I can relate to this, although I didn’t go the degree route to end up as a software developer and in not sure how much of this will be transferable, but you literally have plenty of time and you can make vast changes in a short period of time.

I completed a bootcamp, but I just couldn’t perform in interviews and I got so anxious I would either clam up or just talk too much, ADHD too much.

I was devastated as I pinned all my hopes of being happy on this career change. So I did another bootcamp and again sucked at interviewing. I was making loads of projects on GitHub but not progressing. Suffice to say I managed to get fired by a small company and although the pay isn’t amazing, and I’m still insecure about my skills. You will get hired if you persist.

The other point I want to make, is I am still not happy, I am happier to be doing something I enjoy but it’s still a grind man. My employers didn’t care about my GitHub and didn’t even look at it, didn’t check my portfolio and really they wanted someone that was capable of following their coding practices rather than someone who would be pig headed about all they knew.

It also matters what roles you’re applying for. I was never going to be hired by London banks as I just didn’t fit in or have that mindset, although I interviewed for a few. I found my place in small company that will help me grow my skills and confidence. Maybe in the future I can move somewhere else, but still not a massive company. I have friends working in Canary Wharf and they have maybe 10% the coding I get to do, because they have to go through review processes and such and maybe what they build doesn’t even go live ever.

I guess I just want to say if massive salary isn’t your only goal and you just want to have a somewhat fun job where you solve problems then stick at it, but you first have to get out of the rut, which is the hardest thing in the world. You’ll need to reach out to friends, family or people on here for support to get a routine. Sleep is the hardest. Stop sleeping in the day if you do that, I like to take walks when I finish work before dinner time just so I don’t sleep. Then you can sleep at night, then you’ll be able to have a routine. Once you have a routine you just have to grind out the soul destroying interviews until you find one that lands. I know it can be disheartening, but honestly if I can get hired then anybody can.

- _Exercise requirements_
a – In the post about switching careers into software development, what does the writer do after finishing work to avoid sleeping during the day?
b – Please retype the post about switching careers into software development between "I guess I just" and "then anybody can.", inclusive.

- _Supplied data_
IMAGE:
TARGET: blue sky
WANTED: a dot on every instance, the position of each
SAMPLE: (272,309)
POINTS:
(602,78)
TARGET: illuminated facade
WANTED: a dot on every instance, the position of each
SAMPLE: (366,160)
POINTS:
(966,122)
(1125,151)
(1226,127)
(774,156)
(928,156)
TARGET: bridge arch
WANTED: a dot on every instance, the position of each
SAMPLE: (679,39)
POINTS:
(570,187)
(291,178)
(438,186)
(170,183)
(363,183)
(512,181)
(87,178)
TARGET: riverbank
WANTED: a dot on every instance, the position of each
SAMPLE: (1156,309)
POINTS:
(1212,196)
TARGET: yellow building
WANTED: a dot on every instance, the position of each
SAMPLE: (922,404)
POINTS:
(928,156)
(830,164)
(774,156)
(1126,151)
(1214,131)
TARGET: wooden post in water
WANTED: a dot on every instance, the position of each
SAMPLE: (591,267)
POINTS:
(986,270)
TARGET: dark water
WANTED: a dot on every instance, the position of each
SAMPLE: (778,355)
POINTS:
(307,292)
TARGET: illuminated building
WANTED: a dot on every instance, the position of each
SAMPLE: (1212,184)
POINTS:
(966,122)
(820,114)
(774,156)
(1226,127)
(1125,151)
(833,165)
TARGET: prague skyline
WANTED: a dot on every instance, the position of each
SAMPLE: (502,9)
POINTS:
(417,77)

==

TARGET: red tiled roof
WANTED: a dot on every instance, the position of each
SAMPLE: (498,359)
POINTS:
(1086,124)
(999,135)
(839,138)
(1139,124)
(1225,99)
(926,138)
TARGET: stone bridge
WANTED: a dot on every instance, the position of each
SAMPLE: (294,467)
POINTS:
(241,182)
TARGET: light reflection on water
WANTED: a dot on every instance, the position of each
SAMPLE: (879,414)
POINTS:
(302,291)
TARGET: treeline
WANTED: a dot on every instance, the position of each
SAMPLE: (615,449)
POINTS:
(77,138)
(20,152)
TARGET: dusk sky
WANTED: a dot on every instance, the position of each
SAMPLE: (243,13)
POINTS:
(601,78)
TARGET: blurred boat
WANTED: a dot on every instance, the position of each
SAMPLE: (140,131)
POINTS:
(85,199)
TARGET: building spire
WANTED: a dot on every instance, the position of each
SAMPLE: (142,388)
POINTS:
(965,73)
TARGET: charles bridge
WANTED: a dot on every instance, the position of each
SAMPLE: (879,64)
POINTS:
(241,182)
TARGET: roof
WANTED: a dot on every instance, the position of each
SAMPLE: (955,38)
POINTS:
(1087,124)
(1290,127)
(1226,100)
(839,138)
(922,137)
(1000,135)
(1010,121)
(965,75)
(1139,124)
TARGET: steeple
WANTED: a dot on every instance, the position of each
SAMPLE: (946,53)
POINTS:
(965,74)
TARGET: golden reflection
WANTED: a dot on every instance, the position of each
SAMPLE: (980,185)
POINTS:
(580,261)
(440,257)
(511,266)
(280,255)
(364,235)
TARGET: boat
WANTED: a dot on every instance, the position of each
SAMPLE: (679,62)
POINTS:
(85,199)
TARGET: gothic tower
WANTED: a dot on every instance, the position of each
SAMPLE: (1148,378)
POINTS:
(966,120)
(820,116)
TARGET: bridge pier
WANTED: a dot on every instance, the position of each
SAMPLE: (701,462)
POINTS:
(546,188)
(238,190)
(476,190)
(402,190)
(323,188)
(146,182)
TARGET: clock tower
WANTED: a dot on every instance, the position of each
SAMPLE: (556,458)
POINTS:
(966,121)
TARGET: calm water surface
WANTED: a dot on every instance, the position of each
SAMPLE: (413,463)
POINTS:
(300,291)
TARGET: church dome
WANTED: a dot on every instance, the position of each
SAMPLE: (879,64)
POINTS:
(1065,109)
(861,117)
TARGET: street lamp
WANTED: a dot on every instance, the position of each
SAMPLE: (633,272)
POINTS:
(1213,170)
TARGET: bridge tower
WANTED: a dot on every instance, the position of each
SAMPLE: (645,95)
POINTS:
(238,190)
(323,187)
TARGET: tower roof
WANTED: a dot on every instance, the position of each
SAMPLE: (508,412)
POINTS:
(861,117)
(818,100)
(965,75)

...

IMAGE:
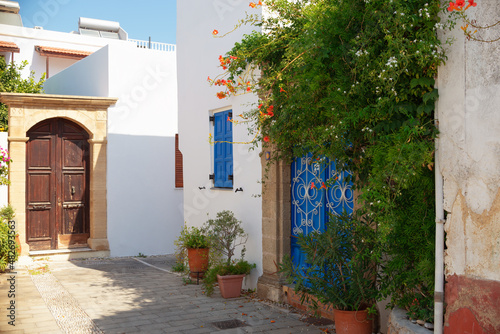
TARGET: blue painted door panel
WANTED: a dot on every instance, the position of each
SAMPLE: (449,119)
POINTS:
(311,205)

- _Expected results_
a – The writer takes walks after finishing work, before dinner time.

b –
I guess I just want to say if massive salary isn’t your only goal and you just want to have a somewhat fun job where you solve problems then stick at it, but you first have to get out of the rut, which is the hardest thing in the world. You’ll need to reach out to friends, family or people on here for support to get a routine. Sleep is the hardest. Stop sleeping in the day if you do that, I like to take walks when I finish work before dinner time just so I don’t sleep. Then you can sleep at night, then you’ll be able to have a routine. Once you have a routine you just have to grind out the soul destroying interviews until you find one that lands. I know it can be disheartening, but honestly if I can get hired then anybody can.